===== Fragmento del texto

Diario sobre diarios (Dsd, www.diariosobrediarios.com. ar), el principal sitio de análisis cotidiano sobre los contenidos de los periódicos argentinos, clasificó como “partidización de la agenda” al comportamiento editorial de las empresas de comunicación, al advertir que los medios acceden al mismo material de base (los papeles del Departamento de Estado) y que su edición es absolutamente incongruente. Para Dsd, “una de las características de la partidización entre algunos diarios (cuando éstos se comportan como partidos políticos) es que cada uno elige de cada hecho la información o el enfoque funcional a su posicionamiento político-editorial […] Clarín y La Nación han privilegiado los que son adversos al gobierno nacional (y que levantaron del diario español El País), mientras que Página/12 (que tiene un acuerdo con la organización de Julian Assange) ha priorizado los favorables al Ejecutivo (o adversos a opositores). Como ni los dos primeros se hicieron eco en los últimos días de la información de Página/12 y éste tampoco consignó la difundida por El País, el lector debió recurrir al menos a tres diarios para tener un panorama completo de los cables desclasificados”.

==========

▶ **Consignas**
1. Responde estas preguntas sobre el fragmento acerca de Diario sobre diarios:
(a) ¿Cómo clasificó Dsd el comportamiento editorial de las empresas de comunicación?
(b) ¿De qué diario español levantaron Clarín y La Nación la información que privilegiaron?
(c) ¿Con qué organización tiene un acuerdo Página/12?
2. Escribe, por favor, una continuación del fragmento sobre Diario sobre diarios a partir del punto en que termina.
Los registros no tienen ningún papel en esto.

===== Extracto de datos

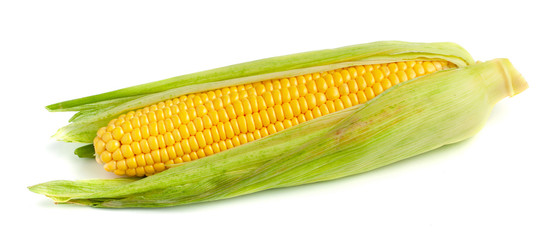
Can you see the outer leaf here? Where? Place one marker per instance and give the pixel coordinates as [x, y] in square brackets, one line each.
[94, 114]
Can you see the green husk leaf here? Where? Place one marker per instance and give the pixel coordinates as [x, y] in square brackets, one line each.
[408, 119]
[97, 110]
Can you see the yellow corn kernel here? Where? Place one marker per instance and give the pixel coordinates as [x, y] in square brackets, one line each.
[186, 128]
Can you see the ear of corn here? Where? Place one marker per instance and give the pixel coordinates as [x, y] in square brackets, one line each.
[190, 127]
[408, 119]
[96, 111]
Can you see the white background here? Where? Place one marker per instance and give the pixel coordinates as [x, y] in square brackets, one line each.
[492, 186]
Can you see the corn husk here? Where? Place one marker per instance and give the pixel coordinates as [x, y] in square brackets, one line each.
[95, 111]
[410, 118]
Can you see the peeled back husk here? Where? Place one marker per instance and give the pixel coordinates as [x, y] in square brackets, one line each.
[97, 110]
[410, 118]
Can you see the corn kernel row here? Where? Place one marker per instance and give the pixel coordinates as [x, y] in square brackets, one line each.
[147, 141]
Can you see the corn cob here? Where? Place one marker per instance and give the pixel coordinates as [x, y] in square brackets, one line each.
[189, 127]
[448, 100]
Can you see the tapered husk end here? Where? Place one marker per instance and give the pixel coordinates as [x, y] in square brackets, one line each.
[515, 80]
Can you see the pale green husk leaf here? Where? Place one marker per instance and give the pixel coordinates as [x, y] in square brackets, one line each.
[96, 111]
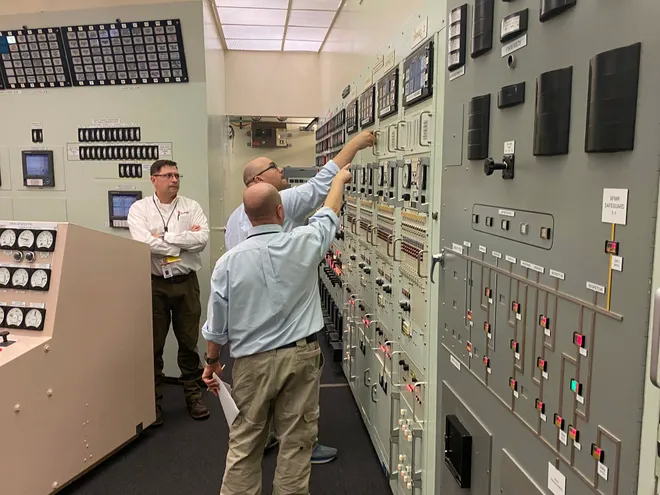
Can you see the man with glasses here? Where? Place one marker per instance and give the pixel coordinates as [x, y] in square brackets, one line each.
[176, 230]
[298, 203]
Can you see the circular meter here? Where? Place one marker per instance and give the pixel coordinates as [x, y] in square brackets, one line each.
[26, 239]
[33, 319]
[20, 278]
[45, 239]
[5, 276]
[39, 279]
[14, 317]
[7, 238]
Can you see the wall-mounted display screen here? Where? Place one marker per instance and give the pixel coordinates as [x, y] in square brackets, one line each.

==========

▶ **Respuestas**
1.
(a) Como "partidización de la agenda".
(b) De El País.
(c) Con la organización de Julian Assange.

2.
En realidad, este libro relativiza la observación de Dsd, ya que contiene información que ni El País, ni Página/12 ni La Nación publicaron hasta ahora y que resulta medular para comprender no sólo la lógica editorial de esas empresas sino, fundamentalmente, el tipo de vínculos que la dirigencia política, empresarial, religiosa y mediática argentina sostiene con los representantes diplomáticos de los Estados Unidos. Es decir que no bastaba con leer esos tres importantes diarios para acceder a la información de la megafiltración. El acceso a la información tiene en este libro, pues, una contribución decisiva. Si una organización con asiento en Internet (Wikileaks) precisa ampliar la difusión de la megafiltración por medio de algunos de los principales diarios para superar las limitaciones del medio digital, en el caso argentino resulta necesario editar un libro para sortear los condicionamientos del sistema de medios masivos.
Por otro lado, Wikileaks permite mejorar la comprensión sobre la relación circular que existe entre medios de comunicación, periodismo y política. Los medios de comunicación, los periodistas y los políticos actúan en este caso como fuentes y recolectores de información indistintamente, generando una endogamia articulada pero carente de dispositivos eficaces de validación de la información de la que se nutren. Algunos cables referidos a los contactos entre la embajada de los Estados Unidos y algunas de las estrellas periodísticas vernáculas confirman esa circularidad y autorizan una lectura documentada sobre sus vicios endogámicos. Reviste importancia la difusión que realiza Santiago O’Donnell de las reuniones de Joaquín Morales Solá, Eduardo van der Kooy o Jorge Lanata con la embajada.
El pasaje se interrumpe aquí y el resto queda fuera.